- [GIVEN INSTRUCTION 1]:
Replace "quarter-over-quarter" with "sequentially" throughout the passage of the analyst-opinions article starting at "O'Connor noted that" and ending at "Kraft Foods (KFT)", and give that passage back with the change made.

- [QUOTED TEXT]:
________
Wall Street analysts give their buy, sell, or hold views on eight stocks in the news this week
Notable Wall Street analyst opinions on stocks in the news for the week of Jan. 19-Jan. 22:
Citigroup Inc. (C)
Deutsche Bank maintains buy
Citigroup Inc., the U.S. bank that is 27% owned by the Treasury Department, reported a $7.6 billion fourth-quarter loss (33 cents per share) on Jan. 19 from costs to exit the government’s bailout program.
Deutsche Bank analyst Matthew O'Connor said on Jan. 19 that while there were some disappointments in Citi's report, including a lower net interest margin, he believes there were several positives which show Citi "is making meaningful progress in its turnaround". "With the stock trading at a 20% discount to tangible book and capital/reserves the highest in the industry we continue to believe the risk/reward is favorable (despite the government ownership overhang)," he wrote.
O'Connor noted that Citi's credit costs declined 10% quarter-over-quarter (after declining 28% last quarter), vs. expectations of a slight increase; and that the bank's Tier 1 common ratio was slightly higher than expected at 9.6% (loan loss reserves were 6.1% of loans).
On the negative side, O'Connor said that Citi's net interest margin declined 30 basis points, quarter-over-quarter, after a large decline in the third quarter. Also, expenses rose slightly from the previous quarter despite lower revenue and the continued run-off of troubled assets from the Citi Holdings unit, the analyst said.
O'Connor has a price target of $5.50 on Citi shares.
Kraft Foods (KFT)
________
- [DATASET]:

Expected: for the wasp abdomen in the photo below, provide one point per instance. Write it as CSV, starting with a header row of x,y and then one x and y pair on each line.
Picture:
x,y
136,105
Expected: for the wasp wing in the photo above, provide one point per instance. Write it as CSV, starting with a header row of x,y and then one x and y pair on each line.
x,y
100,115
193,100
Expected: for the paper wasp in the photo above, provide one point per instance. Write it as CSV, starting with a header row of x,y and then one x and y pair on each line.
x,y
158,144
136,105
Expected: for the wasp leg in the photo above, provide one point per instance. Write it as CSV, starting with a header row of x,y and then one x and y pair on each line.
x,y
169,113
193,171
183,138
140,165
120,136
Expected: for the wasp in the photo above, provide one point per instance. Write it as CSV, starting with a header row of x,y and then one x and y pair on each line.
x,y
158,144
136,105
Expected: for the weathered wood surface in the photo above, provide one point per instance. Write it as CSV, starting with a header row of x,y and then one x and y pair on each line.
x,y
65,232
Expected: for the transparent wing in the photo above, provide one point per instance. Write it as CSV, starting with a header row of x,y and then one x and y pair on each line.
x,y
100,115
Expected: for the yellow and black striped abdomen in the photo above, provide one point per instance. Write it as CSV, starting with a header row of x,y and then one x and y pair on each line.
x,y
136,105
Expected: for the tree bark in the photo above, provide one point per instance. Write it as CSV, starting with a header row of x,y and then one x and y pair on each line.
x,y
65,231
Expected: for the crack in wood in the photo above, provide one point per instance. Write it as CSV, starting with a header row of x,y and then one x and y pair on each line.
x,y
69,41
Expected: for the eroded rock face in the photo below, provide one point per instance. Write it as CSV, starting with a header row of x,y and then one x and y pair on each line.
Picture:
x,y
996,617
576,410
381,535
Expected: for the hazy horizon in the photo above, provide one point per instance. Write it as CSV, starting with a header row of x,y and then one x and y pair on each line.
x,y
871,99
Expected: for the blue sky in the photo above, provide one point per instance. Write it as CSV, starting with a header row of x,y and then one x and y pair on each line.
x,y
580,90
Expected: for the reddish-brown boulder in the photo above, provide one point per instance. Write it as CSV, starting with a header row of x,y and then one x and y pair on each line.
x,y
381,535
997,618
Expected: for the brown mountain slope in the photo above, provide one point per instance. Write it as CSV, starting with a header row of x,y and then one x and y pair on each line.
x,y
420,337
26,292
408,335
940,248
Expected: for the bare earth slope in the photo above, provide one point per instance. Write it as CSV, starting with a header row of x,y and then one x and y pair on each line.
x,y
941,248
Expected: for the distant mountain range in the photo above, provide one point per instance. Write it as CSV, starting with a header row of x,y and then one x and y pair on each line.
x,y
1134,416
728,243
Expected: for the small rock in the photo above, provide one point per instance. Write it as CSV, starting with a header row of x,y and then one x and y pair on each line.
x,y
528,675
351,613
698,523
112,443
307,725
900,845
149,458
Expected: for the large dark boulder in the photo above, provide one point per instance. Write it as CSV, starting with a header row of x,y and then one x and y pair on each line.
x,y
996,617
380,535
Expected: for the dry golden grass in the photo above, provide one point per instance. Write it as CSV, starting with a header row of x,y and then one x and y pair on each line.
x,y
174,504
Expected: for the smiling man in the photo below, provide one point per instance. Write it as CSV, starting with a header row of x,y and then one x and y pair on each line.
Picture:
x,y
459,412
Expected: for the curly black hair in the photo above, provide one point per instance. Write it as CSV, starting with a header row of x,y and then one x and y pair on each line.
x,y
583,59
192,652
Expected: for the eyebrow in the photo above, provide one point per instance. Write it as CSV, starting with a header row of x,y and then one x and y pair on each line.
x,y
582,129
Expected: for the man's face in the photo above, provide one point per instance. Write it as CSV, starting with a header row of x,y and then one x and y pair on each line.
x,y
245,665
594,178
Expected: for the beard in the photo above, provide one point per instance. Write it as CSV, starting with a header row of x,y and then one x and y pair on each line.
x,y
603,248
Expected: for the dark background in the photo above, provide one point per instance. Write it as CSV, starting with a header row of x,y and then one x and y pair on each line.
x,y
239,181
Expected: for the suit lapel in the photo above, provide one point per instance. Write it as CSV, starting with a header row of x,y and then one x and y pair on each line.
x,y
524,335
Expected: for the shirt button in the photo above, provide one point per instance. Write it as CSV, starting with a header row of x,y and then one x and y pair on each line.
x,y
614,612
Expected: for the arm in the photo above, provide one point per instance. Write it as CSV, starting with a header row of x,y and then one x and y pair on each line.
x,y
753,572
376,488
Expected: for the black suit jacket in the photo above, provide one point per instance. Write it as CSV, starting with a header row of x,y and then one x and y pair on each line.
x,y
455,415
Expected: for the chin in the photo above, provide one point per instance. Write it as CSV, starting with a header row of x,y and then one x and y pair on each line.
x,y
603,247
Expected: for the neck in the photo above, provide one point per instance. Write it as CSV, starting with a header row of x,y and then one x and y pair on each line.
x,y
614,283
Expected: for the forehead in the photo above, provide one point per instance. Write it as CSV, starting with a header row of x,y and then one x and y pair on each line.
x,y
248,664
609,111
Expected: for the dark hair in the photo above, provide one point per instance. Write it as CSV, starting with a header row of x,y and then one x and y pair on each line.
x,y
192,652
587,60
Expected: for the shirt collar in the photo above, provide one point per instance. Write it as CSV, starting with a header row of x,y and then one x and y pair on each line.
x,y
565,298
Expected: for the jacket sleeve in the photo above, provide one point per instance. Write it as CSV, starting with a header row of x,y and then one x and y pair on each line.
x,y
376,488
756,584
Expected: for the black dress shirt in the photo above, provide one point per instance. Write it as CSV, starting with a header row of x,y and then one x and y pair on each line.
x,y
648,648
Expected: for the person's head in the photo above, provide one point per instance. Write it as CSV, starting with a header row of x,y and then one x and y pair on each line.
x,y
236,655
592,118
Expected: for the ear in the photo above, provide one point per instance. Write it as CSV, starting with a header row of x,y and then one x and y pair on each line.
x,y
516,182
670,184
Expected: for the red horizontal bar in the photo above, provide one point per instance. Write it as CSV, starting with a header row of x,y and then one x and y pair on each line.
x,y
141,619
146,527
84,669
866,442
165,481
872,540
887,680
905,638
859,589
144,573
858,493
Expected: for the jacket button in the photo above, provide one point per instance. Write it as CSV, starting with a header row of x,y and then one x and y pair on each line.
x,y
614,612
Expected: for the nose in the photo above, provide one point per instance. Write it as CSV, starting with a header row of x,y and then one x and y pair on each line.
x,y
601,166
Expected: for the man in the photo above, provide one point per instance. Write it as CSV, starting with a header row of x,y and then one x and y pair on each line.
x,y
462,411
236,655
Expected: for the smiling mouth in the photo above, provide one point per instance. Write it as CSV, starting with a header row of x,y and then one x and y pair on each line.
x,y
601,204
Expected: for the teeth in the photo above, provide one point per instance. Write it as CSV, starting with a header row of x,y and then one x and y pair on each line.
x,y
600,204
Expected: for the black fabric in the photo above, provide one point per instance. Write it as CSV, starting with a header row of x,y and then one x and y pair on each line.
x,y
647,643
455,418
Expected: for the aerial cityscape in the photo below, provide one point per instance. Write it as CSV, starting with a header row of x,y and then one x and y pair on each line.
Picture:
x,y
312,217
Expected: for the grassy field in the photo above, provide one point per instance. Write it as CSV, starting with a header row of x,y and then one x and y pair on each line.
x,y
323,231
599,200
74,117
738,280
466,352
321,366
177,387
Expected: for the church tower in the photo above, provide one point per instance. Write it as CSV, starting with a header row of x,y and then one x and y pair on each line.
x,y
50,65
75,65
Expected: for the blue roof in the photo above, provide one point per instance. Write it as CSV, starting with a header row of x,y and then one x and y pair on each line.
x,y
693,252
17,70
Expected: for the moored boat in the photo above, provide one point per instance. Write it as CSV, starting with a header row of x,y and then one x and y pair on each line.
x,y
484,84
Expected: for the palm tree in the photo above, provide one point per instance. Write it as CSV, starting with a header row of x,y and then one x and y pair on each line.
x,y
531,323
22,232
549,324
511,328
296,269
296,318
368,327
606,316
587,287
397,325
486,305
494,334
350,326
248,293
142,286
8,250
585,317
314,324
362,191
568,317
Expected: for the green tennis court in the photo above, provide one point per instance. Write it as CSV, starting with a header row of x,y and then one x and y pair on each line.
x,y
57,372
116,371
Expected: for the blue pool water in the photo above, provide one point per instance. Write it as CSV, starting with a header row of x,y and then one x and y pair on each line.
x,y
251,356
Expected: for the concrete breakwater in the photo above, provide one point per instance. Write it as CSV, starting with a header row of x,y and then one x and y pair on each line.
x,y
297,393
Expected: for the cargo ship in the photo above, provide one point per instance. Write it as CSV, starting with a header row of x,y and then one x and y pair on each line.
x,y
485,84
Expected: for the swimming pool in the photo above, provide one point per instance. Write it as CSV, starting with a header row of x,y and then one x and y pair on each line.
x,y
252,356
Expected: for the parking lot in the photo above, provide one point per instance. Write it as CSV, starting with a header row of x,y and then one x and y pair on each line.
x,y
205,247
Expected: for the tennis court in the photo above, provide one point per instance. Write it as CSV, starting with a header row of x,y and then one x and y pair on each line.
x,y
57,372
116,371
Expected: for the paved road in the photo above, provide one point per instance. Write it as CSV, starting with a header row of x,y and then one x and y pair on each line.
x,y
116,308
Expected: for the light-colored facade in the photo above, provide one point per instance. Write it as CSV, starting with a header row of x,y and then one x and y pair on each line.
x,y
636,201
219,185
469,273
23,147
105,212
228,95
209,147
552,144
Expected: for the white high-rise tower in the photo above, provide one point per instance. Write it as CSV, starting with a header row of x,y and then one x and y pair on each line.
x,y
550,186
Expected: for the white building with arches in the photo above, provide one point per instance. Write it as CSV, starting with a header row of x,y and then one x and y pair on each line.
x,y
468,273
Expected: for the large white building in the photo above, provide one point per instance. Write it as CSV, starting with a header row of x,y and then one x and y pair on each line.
________
- [GIVEN INSTRUCTION 2]:
Report every line of the rows above that contains the word "tennis", copying each such line in full.

- [FINAL RESULT 1]:
O'Connor noted that Citi's credit costs declined 10% sequentially (after declining 28% last quarter), vs. expectations of a slight increase; and that the bank's Tier 1 common ratio was slightly higher than expected at 9.6% (loan loss reserves were 6.1% of loans).
On the negative side, O'Connor said that Citi's net interest margin declined 30 basis points, sequentially, after a large decline in the third quarter. Also, expenses rose slightly from the previous quarter despite lower revenue and the continued run-off of troubled assets from the Citi Holdings unit, the analyst said.
O'Connor has a price target of $5.50 on Citi shares.
Kraft Foods (KFT)

- [FINAL RESULT 2]:
Expected: for the green tennis court in the photo above, provide one point per instance. Write it as CSV, starting with a header row of x,y and then one x and y pair on each line.
Expected: for the tennis court in the photo above, provide one point per instance. Write it as CSV, starting with a header row of x,y and then one x and y pair on each line.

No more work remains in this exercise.